Starting with the row containing "Verification task: neighbouring" and going on through the row containing "[39,0,425,282]", write out those rows only, requests included, with every bounding-box coordinate in the answers multiplied by 2.25 and rounded to a whole number, halves rounded up. Leave the requests unchanged.

--- START DATASET RECORDS ---

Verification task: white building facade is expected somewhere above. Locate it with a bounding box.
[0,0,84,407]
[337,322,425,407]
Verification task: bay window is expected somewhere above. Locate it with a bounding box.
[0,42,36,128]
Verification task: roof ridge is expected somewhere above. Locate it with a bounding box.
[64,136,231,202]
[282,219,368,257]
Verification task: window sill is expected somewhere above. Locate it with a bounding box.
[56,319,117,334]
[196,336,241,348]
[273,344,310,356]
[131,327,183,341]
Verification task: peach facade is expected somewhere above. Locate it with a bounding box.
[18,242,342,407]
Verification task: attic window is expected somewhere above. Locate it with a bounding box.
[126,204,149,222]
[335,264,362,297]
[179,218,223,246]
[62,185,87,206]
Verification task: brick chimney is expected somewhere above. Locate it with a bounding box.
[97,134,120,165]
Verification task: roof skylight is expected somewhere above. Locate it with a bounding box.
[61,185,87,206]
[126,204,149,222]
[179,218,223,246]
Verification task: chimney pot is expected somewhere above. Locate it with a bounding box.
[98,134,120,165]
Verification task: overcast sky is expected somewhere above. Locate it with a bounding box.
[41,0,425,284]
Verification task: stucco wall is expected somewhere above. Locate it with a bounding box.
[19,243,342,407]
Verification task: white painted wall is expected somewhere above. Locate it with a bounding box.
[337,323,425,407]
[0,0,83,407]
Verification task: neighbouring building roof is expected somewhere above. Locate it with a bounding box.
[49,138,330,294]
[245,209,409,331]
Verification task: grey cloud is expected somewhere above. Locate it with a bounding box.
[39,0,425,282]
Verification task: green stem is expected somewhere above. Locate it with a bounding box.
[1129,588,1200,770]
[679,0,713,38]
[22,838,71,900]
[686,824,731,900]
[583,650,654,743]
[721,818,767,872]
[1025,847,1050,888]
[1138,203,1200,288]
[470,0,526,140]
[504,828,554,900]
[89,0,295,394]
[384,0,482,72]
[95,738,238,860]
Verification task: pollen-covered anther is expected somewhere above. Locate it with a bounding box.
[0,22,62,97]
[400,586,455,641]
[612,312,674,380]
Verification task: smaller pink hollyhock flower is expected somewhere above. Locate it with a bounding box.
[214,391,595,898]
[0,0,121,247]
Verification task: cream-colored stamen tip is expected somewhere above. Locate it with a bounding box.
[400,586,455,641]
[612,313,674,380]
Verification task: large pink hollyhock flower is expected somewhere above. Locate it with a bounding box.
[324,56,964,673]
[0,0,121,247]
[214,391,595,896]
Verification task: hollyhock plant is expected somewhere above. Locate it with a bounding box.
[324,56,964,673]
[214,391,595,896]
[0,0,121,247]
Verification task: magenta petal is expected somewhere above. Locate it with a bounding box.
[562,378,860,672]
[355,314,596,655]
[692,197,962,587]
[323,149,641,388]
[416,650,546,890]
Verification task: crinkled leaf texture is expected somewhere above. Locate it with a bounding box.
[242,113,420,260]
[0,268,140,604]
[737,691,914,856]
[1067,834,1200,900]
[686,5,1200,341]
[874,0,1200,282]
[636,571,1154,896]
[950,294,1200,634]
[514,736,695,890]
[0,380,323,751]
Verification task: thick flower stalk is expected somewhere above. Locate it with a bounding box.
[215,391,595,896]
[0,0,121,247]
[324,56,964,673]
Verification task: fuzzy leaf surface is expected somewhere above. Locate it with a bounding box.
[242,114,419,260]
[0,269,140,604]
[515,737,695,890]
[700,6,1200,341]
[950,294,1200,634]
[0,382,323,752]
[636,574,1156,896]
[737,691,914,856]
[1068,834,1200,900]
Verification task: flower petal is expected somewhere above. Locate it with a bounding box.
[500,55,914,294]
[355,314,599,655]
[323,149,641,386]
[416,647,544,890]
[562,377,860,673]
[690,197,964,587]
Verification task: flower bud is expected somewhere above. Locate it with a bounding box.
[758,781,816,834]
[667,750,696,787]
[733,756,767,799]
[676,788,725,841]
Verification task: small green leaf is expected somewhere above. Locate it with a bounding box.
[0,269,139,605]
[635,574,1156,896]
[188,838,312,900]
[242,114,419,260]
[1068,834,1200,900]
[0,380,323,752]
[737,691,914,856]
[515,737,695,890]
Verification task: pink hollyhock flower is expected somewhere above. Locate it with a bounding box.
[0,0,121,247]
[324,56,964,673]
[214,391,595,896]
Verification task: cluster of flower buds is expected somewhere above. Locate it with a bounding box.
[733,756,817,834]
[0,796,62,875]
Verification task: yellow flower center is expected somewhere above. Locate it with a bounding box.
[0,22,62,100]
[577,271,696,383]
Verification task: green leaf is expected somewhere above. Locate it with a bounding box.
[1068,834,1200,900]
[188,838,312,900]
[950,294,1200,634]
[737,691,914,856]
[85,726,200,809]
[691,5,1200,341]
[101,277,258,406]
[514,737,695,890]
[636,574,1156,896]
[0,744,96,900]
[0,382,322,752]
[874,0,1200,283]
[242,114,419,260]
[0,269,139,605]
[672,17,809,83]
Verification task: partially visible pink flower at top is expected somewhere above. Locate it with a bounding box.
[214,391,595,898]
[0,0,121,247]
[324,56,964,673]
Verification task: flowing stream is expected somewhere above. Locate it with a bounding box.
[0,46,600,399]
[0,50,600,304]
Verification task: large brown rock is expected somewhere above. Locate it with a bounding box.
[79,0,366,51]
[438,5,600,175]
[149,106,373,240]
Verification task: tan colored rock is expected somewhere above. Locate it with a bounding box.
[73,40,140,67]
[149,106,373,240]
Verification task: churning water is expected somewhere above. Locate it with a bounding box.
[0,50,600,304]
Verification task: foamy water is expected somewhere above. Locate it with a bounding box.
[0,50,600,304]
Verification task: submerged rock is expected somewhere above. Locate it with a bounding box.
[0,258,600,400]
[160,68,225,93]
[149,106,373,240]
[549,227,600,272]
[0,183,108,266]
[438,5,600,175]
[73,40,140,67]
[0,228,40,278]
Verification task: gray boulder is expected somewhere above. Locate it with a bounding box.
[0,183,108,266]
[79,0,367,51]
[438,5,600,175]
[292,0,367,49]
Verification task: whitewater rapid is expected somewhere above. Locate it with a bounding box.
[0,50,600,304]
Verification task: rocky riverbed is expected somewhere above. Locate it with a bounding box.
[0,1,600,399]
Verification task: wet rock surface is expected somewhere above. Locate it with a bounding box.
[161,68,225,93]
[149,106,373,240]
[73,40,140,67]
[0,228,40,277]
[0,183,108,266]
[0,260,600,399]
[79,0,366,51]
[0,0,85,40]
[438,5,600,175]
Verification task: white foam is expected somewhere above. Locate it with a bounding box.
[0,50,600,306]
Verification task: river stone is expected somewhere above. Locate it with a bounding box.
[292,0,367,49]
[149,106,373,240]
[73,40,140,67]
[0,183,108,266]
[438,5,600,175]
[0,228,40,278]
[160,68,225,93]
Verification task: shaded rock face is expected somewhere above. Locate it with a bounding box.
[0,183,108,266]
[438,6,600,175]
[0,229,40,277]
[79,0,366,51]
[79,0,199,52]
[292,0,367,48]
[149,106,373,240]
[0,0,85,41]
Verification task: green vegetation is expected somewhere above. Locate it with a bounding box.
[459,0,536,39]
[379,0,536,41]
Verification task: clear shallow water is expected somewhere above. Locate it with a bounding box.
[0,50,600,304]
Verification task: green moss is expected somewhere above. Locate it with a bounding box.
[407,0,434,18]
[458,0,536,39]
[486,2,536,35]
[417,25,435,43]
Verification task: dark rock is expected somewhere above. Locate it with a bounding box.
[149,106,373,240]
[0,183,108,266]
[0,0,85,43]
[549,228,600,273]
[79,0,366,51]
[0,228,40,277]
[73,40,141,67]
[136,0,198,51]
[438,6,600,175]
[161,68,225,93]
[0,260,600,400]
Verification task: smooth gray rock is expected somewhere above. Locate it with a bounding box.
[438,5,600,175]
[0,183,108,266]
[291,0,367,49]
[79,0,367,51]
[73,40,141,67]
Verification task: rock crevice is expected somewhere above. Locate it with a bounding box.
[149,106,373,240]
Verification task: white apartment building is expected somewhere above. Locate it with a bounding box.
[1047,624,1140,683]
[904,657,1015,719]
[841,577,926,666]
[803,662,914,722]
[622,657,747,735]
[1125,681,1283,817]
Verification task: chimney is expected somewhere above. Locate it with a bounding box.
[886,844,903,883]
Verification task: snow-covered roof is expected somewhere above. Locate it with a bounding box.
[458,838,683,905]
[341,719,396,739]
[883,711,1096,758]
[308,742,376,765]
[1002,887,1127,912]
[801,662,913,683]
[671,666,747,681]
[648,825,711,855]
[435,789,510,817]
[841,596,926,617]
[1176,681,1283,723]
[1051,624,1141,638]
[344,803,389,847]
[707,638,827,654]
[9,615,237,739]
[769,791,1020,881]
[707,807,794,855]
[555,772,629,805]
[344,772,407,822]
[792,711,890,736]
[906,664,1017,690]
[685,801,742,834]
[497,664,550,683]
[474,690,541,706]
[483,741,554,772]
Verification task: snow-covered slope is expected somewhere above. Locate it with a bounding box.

--- END DATASET RECORDS ---

> ANSWER FOR THE TASK
Verification task: neighbouring building roof is expected somewhere above. Locate it with a bounding box.
[110,311,743,662]
[551,470,920,745]
Verification task: grey cloud is expected somewhere above. Locate it with a bounding box.
[88,0,956,635]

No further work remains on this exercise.